**Given problem**
Restate word for word the lines from the one containing "window blind, locate" through the end of the listing below, with both ends included.

**Material for this exercise**

--------

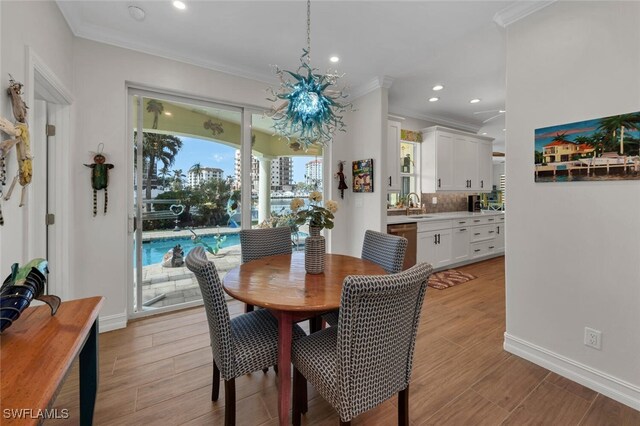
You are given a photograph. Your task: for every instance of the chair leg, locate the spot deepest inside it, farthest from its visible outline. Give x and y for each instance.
(215, 387)
(403, 407)
(230, 402)
(299, 397)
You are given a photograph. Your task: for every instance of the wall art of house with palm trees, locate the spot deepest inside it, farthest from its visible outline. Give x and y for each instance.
(598, 149)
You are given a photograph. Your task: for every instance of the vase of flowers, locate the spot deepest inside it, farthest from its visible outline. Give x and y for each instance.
(318, 217)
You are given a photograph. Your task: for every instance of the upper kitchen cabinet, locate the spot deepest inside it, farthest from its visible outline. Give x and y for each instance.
(453, 160)
(393, 156)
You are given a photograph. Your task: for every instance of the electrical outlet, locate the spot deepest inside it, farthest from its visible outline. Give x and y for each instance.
(593, 338)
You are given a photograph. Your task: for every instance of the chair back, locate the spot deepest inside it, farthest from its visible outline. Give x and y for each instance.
(263, 242)
(377, 328)
(384, 249)
(216, 308)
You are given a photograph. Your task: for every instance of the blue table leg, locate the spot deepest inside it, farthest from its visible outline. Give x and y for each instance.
(89, 376)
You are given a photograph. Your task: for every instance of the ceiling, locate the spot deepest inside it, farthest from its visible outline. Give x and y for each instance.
(414, 44)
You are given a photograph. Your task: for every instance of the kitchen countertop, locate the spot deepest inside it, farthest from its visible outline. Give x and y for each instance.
(393, 220)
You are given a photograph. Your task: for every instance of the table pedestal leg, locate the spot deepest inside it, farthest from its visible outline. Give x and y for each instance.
(284, 366)
(89, 376)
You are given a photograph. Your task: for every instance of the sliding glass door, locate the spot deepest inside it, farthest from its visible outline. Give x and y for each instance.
(187, 192)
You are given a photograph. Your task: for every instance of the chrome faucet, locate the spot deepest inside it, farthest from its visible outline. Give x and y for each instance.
(418, 205)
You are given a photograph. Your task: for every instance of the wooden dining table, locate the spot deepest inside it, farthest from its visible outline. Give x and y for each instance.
(281, 285)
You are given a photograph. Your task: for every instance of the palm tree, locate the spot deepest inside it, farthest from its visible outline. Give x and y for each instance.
(197, 170)
(164, 172)
(177, 179)
(610, 125)
(157, 147)
(156, 108)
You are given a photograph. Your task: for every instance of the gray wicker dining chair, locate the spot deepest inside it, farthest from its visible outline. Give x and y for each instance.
(263, 242)
(383, 249)
(368, 357)
(242, 345)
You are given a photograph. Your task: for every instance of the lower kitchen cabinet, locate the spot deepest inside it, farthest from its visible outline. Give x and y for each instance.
(460, 244)
(434, 247)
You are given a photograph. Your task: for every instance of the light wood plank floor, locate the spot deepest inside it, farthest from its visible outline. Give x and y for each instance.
(158, 371)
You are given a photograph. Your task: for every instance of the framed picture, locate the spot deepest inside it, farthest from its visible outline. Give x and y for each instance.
(363, 175)
(599, 149)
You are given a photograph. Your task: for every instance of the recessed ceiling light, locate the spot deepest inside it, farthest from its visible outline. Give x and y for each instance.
(137, 13)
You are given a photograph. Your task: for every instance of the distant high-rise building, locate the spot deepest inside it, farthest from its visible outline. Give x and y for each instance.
(281, 173)
(313, 173)
(206, 174)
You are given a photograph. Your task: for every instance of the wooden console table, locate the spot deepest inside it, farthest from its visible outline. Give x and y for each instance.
(36, 353)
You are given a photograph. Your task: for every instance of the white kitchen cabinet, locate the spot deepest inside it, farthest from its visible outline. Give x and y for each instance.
(499, 236)
(453, 160)
(434, 247)
(484, 182)
(436, 173)
(393, 181)
(460, 244)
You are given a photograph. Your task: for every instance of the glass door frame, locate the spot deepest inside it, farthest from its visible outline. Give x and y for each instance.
(135, 227)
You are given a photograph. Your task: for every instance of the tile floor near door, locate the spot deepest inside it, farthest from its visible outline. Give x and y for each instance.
(158, 371)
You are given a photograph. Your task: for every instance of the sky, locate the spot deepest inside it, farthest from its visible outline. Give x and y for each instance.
(545, 135)
(211, 154)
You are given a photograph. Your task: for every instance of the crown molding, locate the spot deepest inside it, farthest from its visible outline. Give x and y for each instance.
(375, 83)
(435, 119)
(97, 34)
(519, 10)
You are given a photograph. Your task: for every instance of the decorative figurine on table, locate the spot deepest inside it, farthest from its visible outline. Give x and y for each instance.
(342, 185)
(21, 287)
(20, 139)
(100, 178)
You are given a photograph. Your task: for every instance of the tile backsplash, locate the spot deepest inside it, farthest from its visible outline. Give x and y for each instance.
(451, 202)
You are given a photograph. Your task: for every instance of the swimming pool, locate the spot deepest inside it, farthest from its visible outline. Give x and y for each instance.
(154, 250)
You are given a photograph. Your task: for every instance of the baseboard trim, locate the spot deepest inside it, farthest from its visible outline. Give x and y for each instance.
(623, 392)
(112, 322)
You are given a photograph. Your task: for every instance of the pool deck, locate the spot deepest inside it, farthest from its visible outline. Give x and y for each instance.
(179, 285)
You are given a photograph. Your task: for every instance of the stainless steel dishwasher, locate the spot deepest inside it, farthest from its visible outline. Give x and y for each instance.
(410, 232)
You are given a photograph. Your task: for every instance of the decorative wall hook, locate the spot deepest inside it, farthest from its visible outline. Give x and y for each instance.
(99, 177)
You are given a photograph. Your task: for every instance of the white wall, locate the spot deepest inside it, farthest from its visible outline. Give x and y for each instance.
(573, 257)
(41, 26)
(365, 138)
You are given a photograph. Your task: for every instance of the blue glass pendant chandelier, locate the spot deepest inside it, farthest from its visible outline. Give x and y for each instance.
(311, 110)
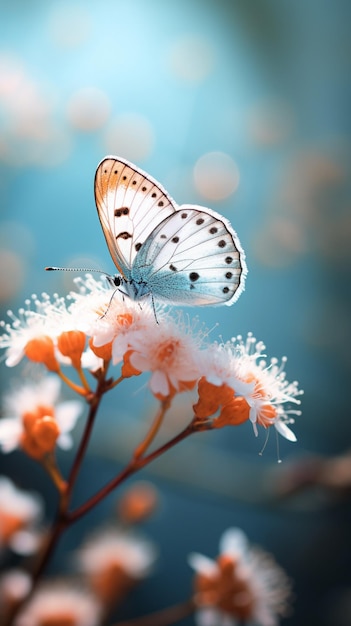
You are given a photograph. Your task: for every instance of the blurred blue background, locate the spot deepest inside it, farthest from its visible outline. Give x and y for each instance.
(243, 106)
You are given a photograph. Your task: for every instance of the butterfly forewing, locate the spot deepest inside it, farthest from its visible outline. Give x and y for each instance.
(192, 257)
(130, 205)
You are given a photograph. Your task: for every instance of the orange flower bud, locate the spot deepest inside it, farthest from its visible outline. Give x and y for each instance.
(266, 415)
(40, 432)
(211, 398)
(42, 350)
(72, 343)
(127, 368)
(233, 414)
(110, 583)
(46, 432)
(103, 352)
(137, 503)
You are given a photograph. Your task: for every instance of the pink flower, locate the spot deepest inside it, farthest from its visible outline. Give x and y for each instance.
(170, 352)
(113, 561)
(61, 603)
(243, 585)
(36, 420)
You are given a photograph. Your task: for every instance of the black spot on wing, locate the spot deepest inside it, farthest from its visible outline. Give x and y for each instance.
(121, 211)
(124, 235)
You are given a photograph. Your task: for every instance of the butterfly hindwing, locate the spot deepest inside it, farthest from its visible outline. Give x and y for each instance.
(192, 257)
(130, 205)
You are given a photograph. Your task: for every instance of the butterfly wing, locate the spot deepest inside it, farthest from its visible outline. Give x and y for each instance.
(192, 257)
(130, 204)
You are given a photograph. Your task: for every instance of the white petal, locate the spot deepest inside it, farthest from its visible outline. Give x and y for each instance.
(65, 441)
(285, 431)
(159, 383)
(233, 542)
(25, 542)
(10, 433)
(212, 617)
(119, 347)
(67, 414)
(202, 564)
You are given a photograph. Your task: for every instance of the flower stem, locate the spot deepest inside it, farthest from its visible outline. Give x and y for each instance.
(94, 405)
(143, 446)
(170, 615)
(71, 384)
(134, 465)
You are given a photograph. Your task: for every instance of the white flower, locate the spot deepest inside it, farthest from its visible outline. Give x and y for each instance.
(19, 513)
(170, 352)
(244, 585)
(133, 554)
(61, 602)
(46, 318)
(15, 585)
(122, 320)
(28, 399)
(271, 391)
(113, 562)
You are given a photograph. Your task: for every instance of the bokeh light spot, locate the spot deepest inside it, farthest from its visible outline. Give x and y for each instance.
(12, 270)
(69, 26)
(192, 58)
(216, 176)
(130, 135)
(88, 109)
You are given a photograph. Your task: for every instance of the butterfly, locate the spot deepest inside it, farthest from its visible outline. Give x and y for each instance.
(186, 255)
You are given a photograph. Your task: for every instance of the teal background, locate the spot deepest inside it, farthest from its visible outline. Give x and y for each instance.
(266, 82)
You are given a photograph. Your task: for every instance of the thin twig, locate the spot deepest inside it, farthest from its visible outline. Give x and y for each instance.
(167, 616)
(131, 468)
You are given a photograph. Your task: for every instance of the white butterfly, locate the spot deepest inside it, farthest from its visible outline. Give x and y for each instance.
(186, 254)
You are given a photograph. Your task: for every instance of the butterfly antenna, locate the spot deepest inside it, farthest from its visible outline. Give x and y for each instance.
(265, 443)
(154, 308)
(75, 269)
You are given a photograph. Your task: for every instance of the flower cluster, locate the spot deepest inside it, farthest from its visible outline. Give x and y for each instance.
(20, 513)
(234, 381)
(35, 421)
(244, 585)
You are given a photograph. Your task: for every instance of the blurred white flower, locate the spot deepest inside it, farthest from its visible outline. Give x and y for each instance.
(113, 561)
(61, 603)
(36, 419)
(243, 586)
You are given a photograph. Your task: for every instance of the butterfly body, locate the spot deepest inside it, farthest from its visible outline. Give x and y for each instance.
(185, 254)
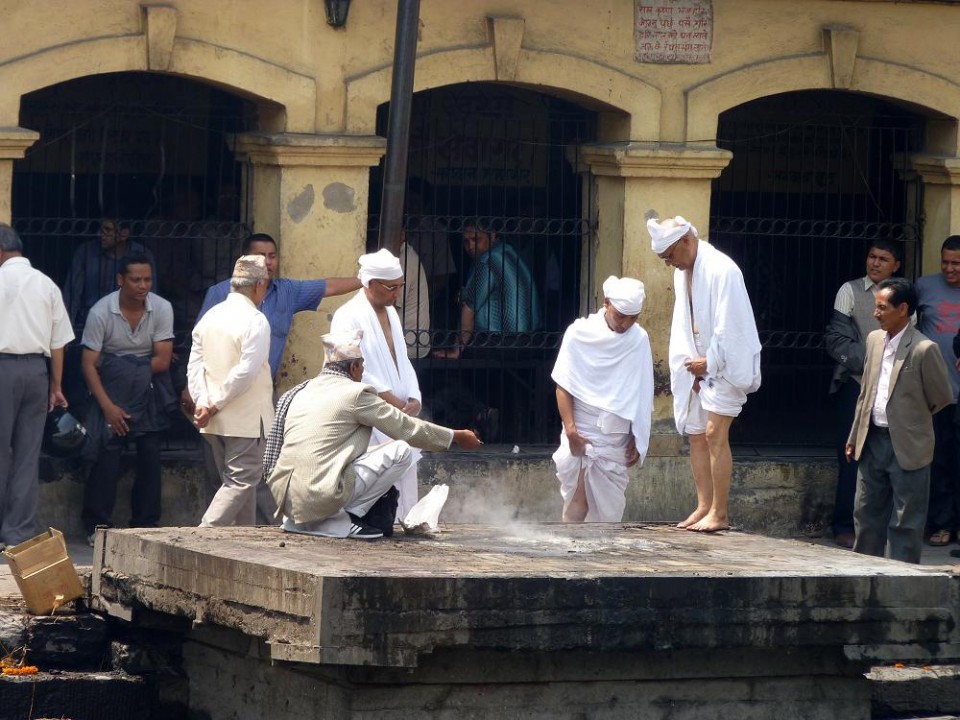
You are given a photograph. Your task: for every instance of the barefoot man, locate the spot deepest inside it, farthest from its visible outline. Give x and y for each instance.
(714, 360)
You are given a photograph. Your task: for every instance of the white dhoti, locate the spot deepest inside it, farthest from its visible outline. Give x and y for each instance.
(377, 470)
(604, 466)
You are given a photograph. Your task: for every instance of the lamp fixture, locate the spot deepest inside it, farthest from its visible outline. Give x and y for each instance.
(337, 11)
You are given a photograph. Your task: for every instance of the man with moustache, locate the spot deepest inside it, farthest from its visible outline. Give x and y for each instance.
(904, 385)
(604, 377)
(846, 343)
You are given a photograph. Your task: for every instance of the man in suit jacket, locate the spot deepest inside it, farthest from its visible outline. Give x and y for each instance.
(229, 377)
(904, 385)
(325, 479)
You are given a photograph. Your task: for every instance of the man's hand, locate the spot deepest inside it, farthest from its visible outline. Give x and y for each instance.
(57, 399)
(696, 366)
(186, 402)
(631, 454)
(116, 418)
(578, 443)
(466, 439)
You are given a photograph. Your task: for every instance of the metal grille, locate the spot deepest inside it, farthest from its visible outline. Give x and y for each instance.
(149, 154)
(505, 160)
(815, 178)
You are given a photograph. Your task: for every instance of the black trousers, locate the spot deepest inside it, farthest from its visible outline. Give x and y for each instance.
(100, 492)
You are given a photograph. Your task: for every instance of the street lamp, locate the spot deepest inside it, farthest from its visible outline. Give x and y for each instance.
(337, 11)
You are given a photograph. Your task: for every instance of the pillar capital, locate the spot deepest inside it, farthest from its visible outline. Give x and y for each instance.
(937, 169)
(308, 150)
(15, 141)
(656, 160)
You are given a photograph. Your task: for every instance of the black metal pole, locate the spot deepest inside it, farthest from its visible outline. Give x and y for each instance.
(398, 124)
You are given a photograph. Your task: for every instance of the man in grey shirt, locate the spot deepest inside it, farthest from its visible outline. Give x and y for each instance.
(127, 347)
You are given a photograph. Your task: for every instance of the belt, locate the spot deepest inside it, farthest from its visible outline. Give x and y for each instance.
(21, 356)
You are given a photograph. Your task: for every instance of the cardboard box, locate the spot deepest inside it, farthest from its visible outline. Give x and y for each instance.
(44, 572)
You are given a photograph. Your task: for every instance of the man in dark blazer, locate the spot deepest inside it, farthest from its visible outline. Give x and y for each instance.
(904, 385)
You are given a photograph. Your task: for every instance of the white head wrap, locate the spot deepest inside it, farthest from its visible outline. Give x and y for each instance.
(625, 294)
(252, 267)
(665, 234)
(381, 265)
(342, 346)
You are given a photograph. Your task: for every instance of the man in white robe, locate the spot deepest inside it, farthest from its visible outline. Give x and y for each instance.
(387, 366)
(604, 377)
(714, 360)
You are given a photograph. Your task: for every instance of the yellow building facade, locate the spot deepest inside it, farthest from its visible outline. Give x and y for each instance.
(312, 139)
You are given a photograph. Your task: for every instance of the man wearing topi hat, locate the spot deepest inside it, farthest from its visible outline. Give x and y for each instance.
(326, 478)
(229, 378)
(604, 377)
(714, 360)
(386, 365)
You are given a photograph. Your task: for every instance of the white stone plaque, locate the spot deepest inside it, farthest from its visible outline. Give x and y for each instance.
(673, 31)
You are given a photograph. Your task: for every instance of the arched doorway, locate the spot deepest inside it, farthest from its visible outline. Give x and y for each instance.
(505, 160)
(815, 177)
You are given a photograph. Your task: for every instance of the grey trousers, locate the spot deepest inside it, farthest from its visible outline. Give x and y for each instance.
(240, 464)
(890, 509)
(24, 395)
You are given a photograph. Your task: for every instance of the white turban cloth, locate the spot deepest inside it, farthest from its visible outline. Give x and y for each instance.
(342, 346)
(663, 236)
(381, 265)
(625, 294)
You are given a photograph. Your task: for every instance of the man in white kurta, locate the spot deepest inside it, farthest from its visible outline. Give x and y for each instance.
(386, 366)
(229, 377)
(604, 377)
(714, 360)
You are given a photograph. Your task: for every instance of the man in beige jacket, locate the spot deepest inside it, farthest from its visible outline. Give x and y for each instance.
(229, 377)
(904, 385)
(326, 479)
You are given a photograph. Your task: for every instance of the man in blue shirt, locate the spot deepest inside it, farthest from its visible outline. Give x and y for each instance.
(284, 299)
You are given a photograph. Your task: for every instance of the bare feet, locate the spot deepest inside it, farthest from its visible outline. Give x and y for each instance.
(712, 522)
(694, 517)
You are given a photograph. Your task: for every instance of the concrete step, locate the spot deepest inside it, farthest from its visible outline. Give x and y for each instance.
(915, 691)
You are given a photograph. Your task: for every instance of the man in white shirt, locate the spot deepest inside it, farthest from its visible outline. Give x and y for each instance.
(33, 327)
(904, 385)
(229, 378)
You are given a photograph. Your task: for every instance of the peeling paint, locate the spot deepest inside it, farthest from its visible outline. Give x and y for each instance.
(299, 207)
(339, 198)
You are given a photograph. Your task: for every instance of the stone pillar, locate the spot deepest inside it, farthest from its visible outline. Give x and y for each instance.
(14, 142)
(941, 204)
(311, 193)
(637, 181)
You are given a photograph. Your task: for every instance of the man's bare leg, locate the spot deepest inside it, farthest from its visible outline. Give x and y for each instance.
(576, 509)
(721, 469)
(702, 479)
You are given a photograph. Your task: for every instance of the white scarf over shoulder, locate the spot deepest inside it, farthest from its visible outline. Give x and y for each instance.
(379, 368)
(724, 319)
(610, 371)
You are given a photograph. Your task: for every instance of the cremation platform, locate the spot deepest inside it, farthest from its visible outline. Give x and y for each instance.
(657, 613)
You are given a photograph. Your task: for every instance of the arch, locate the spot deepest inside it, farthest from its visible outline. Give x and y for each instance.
(232, 70)
(707, 100)
(537, 70)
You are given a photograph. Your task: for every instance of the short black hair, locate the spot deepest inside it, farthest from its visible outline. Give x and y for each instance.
(901, 291)
(890, 246)
(257, 237)
(133, 259)
(951, 243)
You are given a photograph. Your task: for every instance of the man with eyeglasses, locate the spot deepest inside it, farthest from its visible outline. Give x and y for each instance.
(372, 311)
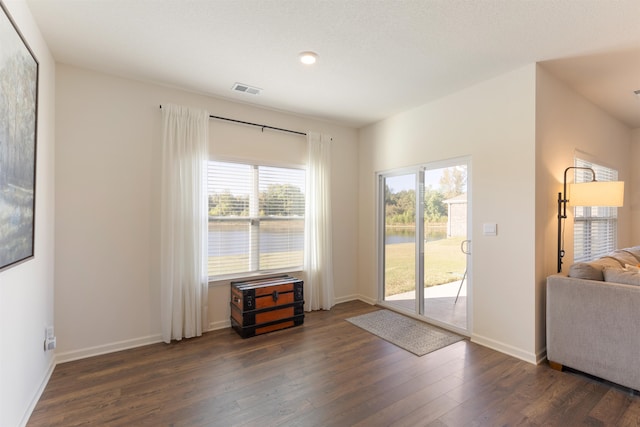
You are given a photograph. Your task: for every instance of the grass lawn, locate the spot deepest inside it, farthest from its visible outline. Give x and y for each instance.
(444, 263)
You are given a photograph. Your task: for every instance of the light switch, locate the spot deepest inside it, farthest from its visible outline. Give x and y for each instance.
(490, 229)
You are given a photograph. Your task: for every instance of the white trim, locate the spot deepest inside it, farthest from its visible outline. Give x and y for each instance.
(506, 349)
(36, 397)
(107, 348)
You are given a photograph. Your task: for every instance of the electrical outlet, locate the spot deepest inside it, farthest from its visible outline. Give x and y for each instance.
(49, 338)
(50, 344)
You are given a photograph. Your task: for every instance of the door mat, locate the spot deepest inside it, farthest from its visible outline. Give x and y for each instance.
(410, 334)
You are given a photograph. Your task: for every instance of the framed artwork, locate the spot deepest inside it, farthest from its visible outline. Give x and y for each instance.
(18, 130)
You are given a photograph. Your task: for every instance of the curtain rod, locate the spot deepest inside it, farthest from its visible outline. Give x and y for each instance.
(256, 124)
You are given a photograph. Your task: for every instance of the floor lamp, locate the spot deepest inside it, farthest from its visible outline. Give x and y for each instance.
(593, 193)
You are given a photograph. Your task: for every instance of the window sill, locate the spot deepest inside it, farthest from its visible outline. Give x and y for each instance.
(239, 278)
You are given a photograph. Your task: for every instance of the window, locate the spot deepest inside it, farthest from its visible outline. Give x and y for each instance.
(256, 219)
(595, 229)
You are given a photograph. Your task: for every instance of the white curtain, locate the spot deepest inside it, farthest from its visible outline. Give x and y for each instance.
(183, 271)
(318, 265)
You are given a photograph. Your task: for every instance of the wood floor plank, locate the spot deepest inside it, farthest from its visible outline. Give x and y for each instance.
(326, 372)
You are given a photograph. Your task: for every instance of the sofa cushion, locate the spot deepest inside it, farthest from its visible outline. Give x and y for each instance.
(630, 276)
(625, 256)
(593, 270)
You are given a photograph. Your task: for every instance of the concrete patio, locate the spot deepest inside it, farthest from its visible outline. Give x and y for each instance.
(439, 303)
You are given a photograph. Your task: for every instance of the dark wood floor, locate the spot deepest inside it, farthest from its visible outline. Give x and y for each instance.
(326, 372)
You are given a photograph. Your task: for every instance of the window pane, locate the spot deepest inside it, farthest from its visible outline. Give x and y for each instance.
(595, 232)
(256, 218)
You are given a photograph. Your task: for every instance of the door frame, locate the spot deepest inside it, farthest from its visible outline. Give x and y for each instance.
(380, 247)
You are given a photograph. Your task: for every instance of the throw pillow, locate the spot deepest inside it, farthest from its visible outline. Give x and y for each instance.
(621, 275)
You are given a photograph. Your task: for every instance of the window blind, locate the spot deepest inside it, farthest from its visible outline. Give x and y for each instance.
(256, 218)
(595, 231)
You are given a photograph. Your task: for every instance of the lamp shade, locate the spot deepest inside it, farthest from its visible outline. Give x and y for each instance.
(596, 193)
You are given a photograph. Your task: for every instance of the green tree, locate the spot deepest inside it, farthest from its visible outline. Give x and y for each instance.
(226, 204)
(282, 200)
(434, 208)
(453, 181)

--------

**Full solution**
You are given a photograph. Your task: for every instance of the window blind, locate the spot deepest inside it, farthest from its visible outline. Give x and y for each instance.
(256, 218)
(595, 231)
You are given a photograph. Your task: for every instance of the lamp shade, locate the spot deepest inside it, farthest from its visible outline. Give x and y for each instance.
(596, 193)
You are given a photograph. Your task: for every instance of the green tree, locate the spot deepest inside it, farthest from its visible outline. Give x and y for each instance.
(226, 204)
(282, 200)
(434, 208)
(453, 181)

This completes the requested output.